■ Your assignment ■
How many lines in the data that follows contain the word "doorway"? Only that number is needed.

(Data excerpts)
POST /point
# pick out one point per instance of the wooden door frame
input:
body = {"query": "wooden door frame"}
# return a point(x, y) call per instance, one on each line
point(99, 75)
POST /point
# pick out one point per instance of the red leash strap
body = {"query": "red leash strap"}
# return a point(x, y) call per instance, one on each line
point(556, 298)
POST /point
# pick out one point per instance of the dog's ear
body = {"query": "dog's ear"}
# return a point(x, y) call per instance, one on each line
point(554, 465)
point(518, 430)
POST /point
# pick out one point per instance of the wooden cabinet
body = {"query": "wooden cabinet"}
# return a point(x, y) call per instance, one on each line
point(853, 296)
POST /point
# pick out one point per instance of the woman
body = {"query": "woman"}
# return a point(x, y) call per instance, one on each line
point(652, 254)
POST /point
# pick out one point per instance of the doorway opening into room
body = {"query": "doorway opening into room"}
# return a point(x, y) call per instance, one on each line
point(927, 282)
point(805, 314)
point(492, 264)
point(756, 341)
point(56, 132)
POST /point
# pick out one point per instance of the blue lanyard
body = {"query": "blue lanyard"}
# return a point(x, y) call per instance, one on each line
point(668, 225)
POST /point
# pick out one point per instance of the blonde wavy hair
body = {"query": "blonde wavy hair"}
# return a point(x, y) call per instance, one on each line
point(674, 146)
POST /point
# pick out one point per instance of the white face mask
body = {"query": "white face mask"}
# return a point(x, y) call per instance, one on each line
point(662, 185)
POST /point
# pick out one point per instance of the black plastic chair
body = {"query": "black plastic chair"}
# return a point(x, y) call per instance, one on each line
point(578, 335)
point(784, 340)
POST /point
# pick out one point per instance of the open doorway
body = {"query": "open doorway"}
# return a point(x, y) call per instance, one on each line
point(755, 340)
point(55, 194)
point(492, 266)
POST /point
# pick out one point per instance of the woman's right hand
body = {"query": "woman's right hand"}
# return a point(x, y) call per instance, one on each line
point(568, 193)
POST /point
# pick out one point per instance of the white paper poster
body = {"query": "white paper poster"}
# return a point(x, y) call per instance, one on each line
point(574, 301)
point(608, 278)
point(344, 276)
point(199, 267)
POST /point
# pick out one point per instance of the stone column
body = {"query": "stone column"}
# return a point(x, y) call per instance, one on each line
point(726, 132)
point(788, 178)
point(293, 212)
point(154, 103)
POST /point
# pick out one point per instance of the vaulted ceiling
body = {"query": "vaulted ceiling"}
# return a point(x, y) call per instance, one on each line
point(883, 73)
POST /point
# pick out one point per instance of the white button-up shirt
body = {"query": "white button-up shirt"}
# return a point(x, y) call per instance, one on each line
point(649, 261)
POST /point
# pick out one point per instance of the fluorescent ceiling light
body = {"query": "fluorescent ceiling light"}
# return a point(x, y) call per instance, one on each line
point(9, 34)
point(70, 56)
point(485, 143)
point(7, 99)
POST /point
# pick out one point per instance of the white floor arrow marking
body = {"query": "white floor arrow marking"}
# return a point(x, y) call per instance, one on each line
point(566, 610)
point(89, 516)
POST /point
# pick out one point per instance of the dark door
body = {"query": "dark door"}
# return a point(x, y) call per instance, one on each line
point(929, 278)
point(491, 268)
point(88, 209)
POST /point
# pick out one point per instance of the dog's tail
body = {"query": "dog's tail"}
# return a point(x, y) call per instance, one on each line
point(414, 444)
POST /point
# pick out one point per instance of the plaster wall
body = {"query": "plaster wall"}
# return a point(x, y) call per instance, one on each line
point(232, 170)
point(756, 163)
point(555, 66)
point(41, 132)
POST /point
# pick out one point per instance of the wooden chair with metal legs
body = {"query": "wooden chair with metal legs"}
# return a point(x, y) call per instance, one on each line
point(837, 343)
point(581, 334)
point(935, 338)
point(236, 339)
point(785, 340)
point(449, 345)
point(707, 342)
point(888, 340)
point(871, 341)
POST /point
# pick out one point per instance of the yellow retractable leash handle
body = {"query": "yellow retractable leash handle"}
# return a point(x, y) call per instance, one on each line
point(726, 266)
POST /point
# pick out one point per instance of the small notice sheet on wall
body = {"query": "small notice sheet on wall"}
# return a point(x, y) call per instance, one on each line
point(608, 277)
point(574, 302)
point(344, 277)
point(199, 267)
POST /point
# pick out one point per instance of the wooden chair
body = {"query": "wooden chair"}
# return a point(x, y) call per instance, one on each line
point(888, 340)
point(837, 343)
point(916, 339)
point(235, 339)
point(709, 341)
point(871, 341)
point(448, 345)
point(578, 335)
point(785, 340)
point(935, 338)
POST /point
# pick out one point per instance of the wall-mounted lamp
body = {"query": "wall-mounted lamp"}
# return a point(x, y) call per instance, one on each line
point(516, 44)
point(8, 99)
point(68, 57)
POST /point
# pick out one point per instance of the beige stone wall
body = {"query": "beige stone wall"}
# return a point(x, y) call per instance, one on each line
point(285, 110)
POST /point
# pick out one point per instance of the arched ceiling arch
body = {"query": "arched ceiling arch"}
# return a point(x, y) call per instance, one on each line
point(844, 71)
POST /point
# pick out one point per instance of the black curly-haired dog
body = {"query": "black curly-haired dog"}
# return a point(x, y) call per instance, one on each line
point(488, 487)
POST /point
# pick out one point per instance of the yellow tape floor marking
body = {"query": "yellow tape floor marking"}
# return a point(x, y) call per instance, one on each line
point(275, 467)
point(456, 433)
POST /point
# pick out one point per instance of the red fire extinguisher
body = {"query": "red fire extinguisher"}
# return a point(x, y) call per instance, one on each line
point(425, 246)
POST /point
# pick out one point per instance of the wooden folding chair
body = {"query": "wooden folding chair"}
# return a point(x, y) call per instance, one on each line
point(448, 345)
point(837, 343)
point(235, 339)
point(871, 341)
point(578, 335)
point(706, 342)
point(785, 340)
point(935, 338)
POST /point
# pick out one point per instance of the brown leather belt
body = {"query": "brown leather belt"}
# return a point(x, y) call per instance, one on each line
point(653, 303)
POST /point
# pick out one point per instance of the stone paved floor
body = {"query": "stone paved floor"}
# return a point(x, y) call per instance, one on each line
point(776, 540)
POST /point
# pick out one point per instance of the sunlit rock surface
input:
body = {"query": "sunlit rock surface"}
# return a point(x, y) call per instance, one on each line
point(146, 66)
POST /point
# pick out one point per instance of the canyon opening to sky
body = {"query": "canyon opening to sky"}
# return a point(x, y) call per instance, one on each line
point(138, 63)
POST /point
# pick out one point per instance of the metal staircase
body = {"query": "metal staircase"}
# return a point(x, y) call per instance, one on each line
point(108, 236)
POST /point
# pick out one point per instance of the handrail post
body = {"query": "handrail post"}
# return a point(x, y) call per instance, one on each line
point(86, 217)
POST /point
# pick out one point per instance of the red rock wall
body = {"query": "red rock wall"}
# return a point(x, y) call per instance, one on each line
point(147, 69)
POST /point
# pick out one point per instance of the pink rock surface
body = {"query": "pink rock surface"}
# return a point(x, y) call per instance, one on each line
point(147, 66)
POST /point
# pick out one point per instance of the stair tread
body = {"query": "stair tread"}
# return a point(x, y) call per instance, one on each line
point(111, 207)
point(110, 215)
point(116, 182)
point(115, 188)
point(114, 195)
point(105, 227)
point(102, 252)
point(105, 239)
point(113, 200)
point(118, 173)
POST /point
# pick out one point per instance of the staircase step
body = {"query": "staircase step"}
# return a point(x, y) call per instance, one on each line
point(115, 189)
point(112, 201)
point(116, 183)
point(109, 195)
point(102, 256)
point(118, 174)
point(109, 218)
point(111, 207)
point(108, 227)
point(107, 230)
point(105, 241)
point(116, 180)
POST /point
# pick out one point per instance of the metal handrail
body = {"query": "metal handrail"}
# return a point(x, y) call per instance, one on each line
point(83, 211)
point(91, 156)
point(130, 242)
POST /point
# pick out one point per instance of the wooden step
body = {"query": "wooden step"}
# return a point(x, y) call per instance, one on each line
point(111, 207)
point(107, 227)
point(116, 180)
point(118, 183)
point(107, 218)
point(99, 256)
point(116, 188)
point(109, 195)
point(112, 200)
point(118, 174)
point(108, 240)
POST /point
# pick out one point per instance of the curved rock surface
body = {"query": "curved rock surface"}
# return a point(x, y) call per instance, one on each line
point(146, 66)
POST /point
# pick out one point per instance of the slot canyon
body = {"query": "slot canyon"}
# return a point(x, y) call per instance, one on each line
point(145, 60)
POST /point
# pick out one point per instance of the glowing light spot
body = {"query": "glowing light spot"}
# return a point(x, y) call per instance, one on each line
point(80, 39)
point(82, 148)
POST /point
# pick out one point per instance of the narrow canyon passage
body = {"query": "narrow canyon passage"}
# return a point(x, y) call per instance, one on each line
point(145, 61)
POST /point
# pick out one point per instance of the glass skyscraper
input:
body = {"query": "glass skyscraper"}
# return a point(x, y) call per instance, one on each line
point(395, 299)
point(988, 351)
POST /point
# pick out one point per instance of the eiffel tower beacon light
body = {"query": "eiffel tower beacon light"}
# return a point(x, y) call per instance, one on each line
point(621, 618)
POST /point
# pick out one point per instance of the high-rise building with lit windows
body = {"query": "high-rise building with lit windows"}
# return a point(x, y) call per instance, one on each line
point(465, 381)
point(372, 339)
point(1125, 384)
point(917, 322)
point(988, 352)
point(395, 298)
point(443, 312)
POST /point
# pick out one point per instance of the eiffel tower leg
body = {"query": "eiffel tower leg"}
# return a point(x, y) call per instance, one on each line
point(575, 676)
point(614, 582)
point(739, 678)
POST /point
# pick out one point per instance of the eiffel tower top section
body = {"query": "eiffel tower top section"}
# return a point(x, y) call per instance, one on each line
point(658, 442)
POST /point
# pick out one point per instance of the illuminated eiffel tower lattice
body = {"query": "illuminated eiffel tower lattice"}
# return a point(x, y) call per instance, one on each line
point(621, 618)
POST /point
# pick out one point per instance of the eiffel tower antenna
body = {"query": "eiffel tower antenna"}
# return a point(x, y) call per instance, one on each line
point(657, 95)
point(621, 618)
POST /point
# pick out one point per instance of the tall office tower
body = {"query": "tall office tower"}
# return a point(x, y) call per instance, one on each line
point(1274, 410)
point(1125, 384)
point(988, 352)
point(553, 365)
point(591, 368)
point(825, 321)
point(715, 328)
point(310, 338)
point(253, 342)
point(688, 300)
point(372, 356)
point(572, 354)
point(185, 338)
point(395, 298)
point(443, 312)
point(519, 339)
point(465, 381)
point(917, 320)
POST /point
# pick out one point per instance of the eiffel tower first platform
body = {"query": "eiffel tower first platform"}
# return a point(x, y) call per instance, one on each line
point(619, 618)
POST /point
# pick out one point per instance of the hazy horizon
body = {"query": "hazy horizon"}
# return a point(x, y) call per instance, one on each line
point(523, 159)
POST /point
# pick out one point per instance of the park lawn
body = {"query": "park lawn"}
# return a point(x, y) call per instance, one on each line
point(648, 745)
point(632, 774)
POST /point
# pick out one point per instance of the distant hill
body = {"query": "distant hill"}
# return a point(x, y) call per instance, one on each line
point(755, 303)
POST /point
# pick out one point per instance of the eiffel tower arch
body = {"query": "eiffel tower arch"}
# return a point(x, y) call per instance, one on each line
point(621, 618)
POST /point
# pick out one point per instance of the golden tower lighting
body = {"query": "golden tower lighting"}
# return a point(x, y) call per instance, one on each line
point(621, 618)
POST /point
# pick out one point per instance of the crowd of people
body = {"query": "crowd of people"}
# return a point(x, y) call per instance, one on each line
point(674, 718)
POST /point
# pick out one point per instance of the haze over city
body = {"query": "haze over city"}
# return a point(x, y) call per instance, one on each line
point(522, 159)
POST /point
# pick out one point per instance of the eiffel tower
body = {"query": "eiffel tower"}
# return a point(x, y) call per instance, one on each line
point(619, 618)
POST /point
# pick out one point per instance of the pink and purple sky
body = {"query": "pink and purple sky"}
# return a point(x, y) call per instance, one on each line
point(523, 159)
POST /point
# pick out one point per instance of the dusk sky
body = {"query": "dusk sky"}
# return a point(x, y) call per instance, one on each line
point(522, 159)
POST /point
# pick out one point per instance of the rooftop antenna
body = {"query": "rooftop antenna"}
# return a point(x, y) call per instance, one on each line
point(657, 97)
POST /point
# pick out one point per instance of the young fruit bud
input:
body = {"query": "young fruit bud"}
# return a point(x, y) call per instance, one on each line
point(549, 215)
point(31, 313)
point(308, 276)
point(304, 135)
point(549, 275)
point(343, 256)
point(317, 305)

■ Exercise solution ■
4